**Vorliegender Text**
Heftige Reaktionen dürfte die angekündigte Räumung der Kiezkneipe hervorrufen. Die Polizei sperrt den Bereich weiträumig ab. Protest angekündigt.

Regenschirme gegen Pfefferspray dürften sich auch heute Nacht auszahlen Foto: Fabian Sommer/dpa

Berlin taz | Nach 35 Jahren könnte die Geschichte der linken Nachbarschaftskneipe Syndikat in Neukölln enden. Für Freitag um 9 Uhr ist die Räumung angesetzt. Die Kneipe, die als Kiez-Institution gegen Gentrifizierung und Verdrängung gilt, zieht über den Schillerkiez hinaus viele Un­ter­stüt­ze­r*in­nen in Berlin an – wie sich zuletzt bei einer Demonstration gegen die drohende Räumung vergangenen Samstag zeigte, an der etwa 2.500 Menschen teilnahmen. Der Protest dagegen scheint der symbolträchtigste des Jahres.

Wohl genau deshalb und um die vom Syndikat geplante „Lange Nacht der Weisestraße“, die am Donnerstagabend, dem Vorabend zur Räumung stattfinden soll, unter Kontrolle zu halten, verlegte die Polizei das Straßenfest in eine Nebenstraße. Die angemeldete Kundgebung, bei der An­woh­ne­r*in­nen und Ak­ti­vis­t*in­nen versuchen wollten, die Räumung zu blockieren, sollte ursprünglich direkt vor dem Syndikat von Donnerstagabend 20 Uhr bis Freitag 10 Uhr stattfinden. Am Donnerstagmittag sperrte die Polizei dann die Straße vor der Kneipe mit Absperrgittern weiträumig ab.

„Neukölln bekommt seine erste ‚Rote Zone‘. Unter einem Rot-Rot-Grünen Senat“, kommentierte das Syndikat die Absperrung auf Twitter. Die Kiezkneipe hatte zuvor eine Eilklage gegen die Verlegung des Straßenfestes an die nächste Straßenecke eingereicht. Ob diesem wider Erwarten stattgegeben werden würde, stand bis Redaktionsschluss noch aus. Sollte die Klage keinen Erfolg haben und um dem „rot-rot-grünen Trauerspiel in viel zu vielen Akten“ etwas entgegenzusetzen, organisiert die Kneipe verschiedene Anlaufpunkte und Aktionen im Kiez.

**Datensätze**
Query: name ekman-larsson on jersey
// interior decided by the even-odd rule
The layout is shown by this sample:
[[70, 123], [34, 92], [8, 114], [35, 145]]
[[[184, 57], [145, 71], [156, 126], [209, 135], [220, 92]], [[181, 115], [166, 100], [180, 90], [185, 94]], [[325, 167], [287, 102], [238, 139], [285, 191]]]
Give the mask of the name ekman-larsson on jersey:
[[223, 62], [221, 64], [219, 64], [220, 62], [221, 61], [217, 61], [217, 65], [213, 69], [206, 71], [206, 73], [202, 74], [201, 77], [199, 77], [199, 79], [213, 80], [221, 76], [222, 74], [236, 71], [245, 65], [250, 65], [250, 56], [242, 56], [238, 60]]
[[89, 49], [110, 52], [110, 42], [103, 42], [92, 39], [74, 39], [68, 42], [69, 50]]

**Ziel**
Schreiben Sie aus dem Text über die Räumung des Syndikats den Abschnitt wortgetreu ab, der bei den Worten „Wohl genau deshalb“ beginnt. Hören Sie nach „Absperrgittern weiträumig ab.“ auf.

**Ergebnis der Aufgabe**
Wohl genau deshalb und um die vom Syndikat geplante „Lange Nacht der Weisestraße“, die am Donnerstagabend, dem Vorabend zur Räumung stattfinden soll, unter Kontrolle zu halten, verlegte die Polizei das Straßenfest in eine Nebenstraße. Die angemeldete Kundgebung, bei der An­woh­ne­r*in­nen und Ak­ti­vis­t*in­nen versuchen wollten, die Räumung zu blockieren, sollte ursprünglich direkt vor dem Syndikat von Donnerstagabend 20 Uhr bis Freitag 10 Uhr stattfinden. Am Donnerstagmittag sperrte die Polizei dann die Straße vor der Kneipe mit Absperrgittern weiträumig ab.